## [The problem]
Search the listing for "sign" and copy every line where it appears.

## [Listed entries]
--

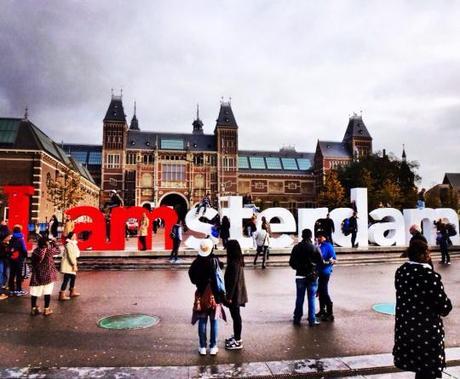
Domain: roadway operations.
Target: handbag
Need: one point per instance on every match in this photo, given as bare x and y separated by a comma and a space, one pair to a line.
204, 301
219, 280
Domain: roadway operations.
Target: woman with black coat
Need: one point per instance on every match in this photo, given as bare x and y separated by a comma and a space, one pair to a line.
420, 304
236, 292
225, 231
208, 302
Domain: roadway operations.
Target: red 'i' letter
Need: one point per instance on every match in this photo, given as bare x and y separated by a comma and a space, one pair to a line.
18, 203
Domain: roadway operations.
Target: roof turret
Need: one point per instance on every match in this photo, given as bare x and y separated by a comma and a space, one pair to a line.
115, 112
134, 122
197, 124
226, 118
356, 129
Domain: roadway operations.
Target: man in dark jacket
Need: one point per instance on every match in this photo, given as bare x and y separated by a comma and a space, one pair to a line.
354, 229
416, 233
305, 257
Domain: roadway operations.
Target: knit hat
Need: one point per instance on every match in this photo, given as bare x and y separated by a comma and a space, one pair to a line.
205, 248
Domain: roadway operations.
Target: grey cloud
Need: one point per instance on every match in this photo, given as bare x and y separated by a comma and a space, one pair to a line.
295, 70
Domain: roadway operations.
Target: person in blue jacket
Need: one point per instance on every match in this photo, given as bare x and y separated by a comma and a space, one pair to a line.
325, 271
17, 254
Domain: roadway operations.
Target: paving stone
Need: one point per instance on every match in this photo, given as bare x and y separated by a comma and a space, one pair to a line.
368, 361
243, 370
307, 366
453, 354
304, 366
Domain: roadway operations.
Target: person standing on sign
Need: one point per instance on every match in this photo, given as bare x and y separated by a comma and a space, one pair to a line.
262, 239
4, 242
329, 228
207, 304
325, 270
69, 267
237, 295
143, 231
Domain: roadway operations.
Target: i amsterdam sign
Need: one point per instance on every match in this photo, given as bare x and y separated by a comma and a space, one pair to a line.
390, 227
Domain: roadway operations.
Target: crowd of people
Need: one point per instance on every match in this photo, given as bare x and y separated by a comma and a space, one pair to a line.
14, 268
421, 301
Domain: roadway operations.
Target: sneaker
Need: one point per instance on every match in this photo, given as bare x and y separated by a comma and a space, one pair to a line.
230, 339
234, 345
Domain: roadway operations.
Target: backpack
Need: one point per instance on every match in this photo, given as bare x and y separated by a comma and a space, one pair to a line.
13, 254
173, 232
320, 226
219, 281
451, 231
346, 227
215, 232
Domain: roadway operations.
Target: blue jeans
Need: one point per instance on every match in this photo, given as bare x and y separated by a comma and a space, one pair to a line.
202, 332
3, 273
303, 285
323, 291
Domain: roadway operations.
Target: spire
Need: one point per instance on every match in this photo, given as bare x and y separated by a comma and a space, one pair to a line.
134, 122
356, 129
226, 118
197, 124
115, 111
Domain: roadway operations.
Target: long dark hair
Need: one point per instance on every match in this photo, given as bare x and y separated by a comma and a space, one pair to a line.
234, 253
418, 251
42, 242
225, 222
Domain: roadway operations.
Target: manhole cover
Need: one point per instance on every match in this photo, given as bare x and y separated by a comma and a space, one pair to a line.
133, 321
385, 308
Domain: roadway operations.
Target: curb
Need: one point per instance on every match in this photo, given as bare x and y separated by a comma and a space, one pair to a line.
361, 365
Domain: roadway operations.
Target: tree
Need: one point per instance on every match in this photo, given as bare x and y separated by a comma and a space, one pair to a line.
390, 193
387, 179
332, 194
65, 190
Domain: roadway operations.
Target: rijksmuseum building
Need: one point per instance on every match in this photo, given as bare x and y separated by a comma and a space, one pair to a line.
177, 169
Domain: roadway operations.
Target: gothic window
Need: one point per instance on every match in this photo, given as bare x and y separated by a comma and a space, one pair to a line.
112, 161
147, 180
173, 172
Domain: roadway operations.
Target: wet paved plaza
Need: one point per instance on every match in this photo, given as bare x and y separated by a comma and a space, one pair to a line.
71, 337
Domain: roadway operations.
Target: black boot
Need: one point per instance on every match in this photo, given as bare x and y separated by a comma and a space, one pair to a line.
329, 316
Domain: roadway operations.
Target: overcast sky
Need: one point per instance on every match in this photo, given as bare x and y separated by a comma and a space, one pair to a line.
295, 70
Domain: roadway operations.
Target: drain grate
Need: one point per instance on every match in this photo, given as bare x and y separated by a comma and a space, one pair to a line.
130, 321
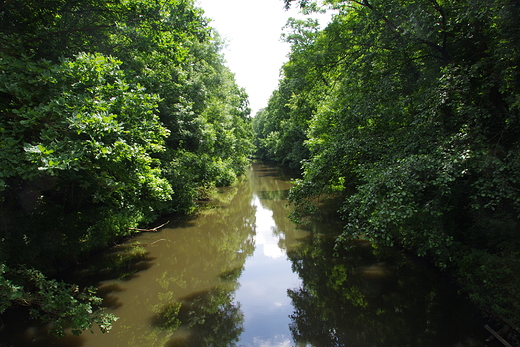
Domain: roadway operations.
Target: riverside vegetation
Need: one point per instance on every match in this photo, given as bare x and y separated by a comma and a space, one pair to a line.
407, 115
113, 113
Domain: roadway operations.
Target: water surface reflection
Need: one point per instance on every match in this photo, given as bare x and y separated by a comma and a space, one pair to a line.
242, 274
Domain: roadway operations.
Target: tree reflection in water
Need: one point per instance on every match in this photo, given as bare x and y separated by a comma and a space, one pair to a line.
370, 296
210, 315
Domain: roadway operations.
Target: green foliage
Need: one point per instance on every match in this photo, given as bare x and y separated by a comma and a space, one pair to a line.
63, 305
409, 112
112, 113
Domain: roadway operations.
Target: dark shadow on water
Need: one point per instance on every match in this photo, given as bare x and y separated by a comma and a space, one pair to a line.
366, 295
210, 316
273, 194
110, 301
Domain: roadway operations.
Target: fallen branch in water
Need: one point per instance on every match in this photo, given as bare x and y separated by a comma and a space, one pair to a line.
152, 229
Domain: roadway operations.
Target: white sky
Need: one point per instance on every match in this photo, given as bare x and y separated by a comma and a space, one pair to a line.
255, 52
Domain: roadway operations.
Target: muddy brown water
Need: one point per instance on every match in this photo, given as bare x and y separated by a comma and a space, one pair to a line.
241, 274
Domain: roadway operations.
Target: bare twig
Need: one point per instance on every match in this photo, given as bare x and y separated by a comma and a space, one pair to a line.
151, 229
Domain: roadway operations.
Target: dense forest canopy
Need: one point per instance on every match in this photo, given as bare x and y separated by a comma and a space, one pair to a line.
112, 113
407, 115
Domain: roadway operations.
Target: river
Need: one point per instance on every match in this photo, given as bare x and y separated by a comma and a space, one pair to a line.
241, 274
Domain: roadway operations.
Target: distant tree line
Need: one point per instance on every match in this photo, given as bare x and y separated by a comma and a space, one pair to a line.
407, 114
112, 113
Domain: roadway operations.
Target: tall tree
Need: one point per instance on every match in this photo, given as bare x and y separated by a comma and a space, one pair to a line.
414, 128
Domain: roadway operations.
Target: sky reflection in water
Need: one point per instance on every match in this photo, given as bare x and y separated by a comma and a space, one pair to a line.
263, 286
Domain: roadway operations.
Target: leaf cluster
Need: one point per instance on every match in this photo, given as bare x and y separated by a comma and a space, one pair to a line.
411, 118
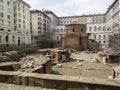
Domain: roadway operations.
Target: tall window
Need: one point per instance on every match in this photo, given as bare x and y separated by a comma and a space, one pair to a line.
13, 39
73, 30
8, 16
99, 28
104, 36
94, 36
8, 3
95, 28
1, 7
1, 14
104, 28
8, 23
90, 28
0, 39
99, 36
1, 22
1, 0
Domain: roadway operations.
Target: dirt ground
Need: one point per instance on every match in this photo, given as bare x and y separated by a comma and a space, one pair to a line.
84, 69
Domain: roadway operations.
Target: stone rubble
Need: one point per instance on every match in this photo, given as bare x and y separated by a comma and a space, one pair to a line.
31, 62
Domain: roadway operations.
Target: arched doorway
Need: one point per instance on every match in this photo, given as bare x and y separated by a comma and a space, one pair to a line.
18, 40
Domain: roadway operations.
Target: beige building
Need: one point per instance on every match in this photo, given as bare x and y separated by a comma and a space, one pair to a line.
14, 22
95, 25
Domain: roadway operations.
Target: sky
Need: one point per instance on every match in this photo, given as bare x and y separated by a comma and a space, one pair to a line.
71, 7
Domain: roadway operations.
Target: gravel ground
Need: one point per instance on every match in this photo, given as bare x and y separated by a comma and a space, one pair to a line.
87, 69
4, 86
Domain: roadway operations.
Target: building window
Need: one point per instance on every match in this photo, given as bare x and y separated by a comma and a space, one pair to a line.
8, 16
90, 28
19, 26
1, 0
104, 28
23, 26
8, 23
8, 10
95, 28
24, 16
99, 28
104, 37
0, 39
19, 15
1, 14
23, 21
82, 30
57, 37
1, 22
13, 39
99, 36
99, 41
73, 30
94, 36
19, 20
104, 41
8, 3
1, 7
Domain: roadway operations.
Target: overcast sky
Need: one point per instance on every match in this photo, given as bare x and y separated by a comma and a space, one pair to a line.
71, 7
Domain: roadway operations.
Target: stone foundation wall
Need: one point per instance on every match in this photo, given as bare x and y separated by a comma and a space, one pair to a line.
57, 82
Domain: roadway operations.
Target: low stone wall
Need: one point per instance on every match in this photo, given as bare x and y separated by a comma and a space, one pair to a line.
57, 81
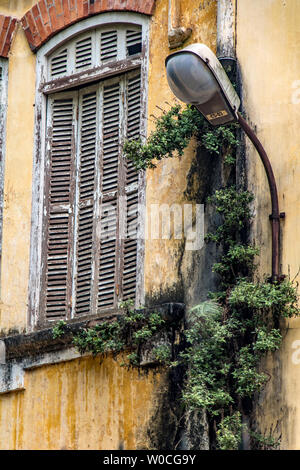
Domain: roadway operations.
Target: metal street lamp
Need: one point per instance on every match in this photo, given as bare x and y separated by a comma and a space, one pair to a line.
196, 77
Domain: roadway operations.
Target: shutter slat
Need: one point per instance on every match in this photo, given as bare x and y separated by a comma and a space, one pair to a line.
59, 203
109, 45
111, 129
133, 41
133, 121
130, 248
107, 262
58, 64
83, 53
88, 142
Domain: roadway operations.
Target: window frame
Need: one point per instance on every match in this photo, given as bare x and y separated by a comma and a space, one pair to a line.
3, 116
44, 88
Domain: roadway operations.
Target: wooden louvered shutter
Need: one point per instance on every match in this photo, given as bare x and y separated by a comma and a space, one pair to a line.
83, 53
86, 210
133, 123
109, 181
109, 45
58, 64
59, 207
133, 41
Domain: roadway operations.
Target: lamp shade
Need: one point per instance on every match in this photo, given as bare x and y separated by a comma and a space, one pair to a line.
197, 77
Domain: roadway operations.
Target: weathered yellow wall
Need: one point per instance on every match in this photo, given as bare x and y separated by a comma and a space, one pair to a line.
269, 56
79, 404
17, 185
167, 183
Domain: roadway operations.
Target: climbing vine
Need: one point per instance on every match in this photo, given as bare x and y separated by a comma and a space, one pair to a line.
173, 132
128, 332
227, 335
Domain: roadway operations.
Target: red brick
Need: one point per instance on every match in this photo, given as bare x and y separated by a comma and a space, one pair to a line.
73, 10
53, 15
30, 39
41, 29
2, 17
9, 37
80, 8
85, 8
3, 34
67, 17
98, 6
58, 8
45, 15
53, 19
31, 23
120, 5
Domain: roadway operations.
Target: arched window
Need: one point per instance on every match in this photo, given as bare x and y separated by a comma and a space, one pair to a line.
85, 245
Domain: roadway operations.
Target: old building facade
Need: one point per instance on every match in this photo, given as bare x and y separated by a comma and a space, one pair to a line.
78, 78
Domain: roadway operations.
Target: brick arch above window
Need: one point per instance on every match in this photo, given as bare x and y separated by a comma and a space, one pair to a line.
7, 28
47, 17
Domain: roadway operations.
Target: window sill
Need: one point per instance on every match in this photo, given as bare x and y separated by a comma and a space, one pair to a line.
24, 352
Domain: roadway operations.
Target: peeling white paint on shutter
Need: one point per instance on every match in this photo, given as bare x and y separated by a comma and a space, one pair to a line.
85, 215
133, 120
59, 64
130, 247
100, 46
87, 259
133, 41
60, 195
110, 134
83, 53
109, 45
108, 254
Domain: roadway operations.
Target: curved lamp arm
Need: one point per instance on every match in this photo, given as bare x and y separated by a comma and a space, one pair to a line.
276, 215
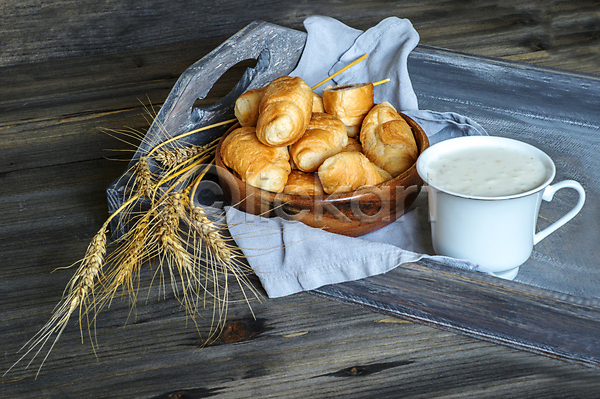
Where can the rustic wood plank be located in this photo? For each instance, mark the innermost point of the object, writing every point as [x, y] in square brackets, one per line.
[53, 201]
[543, 31]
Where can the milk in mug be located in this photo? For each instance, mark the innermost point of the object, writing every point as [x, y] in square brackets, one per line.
[486, 171]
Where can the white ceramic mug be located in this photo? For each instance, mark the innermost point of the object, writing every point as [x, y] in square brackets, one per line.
[498, 233]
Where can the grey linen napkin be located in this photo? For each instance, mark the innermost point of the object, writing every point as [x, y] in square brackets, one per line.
[290, 257]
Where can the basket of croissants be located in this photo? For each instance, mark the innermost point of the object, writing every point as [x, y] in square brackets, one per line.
[336, 161]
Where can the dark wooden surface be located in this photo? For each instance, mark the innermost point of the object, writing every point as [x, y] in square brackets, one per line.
[73, 69]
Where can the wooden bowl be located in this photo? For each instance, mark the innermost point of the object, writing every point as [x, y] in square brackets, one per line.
[352, 214]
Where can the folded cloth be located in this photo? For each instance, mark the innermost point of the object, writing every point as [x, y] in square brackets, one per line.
[289, 256]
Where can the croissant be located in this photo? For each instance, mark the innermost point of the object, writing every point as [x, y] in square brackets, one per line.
[246, 107]
[302, 183]
[350, 103]
[353, 145]
[324, 136]
[284, 111]
[255, 163]
[388, 140]
[349, 171]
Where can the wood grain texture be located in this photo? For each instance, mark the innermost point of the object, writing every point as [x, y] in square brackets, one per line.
[87, 66]
[561, 33]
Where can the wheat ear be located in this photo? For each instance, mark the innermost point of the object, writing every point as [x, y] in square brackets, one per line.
[79, 296]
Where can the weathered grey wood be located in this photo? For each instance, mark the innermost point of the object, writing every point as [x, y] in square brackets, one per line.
[556, 32]
[53, 201]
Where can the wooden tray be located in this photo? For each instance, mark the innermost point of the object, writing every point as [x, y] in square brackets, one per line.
[553, 307]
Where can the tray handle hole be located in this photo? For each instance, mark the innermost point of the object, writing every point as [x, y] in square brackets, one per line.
[225, 83]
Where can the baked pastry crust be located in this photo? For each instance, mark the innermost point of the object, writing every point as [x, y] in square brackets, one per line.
[388, 140]
[350, 103]
[325, 136]
[353, 145]
[284, 111]
[349, 171]
[259, 165]
[303, 183]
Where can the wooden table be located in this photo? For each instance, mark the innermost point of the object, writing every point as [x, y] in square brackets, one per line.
[65, 82]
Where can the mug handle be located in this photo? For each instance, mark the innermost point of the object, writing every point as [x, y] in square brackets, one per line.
[547, 196]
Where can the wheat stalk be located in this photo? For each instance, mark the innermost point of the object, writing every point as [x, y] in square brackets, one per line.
[172, 158]
[157, 231]
[79, 296]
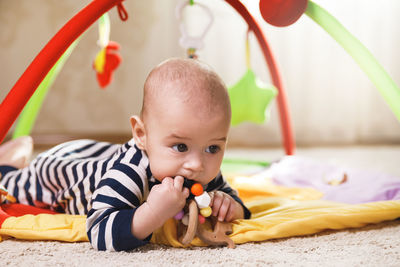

--

## [Solution to the exercise]
Target: person standing on sign
Target: i amsterdam sign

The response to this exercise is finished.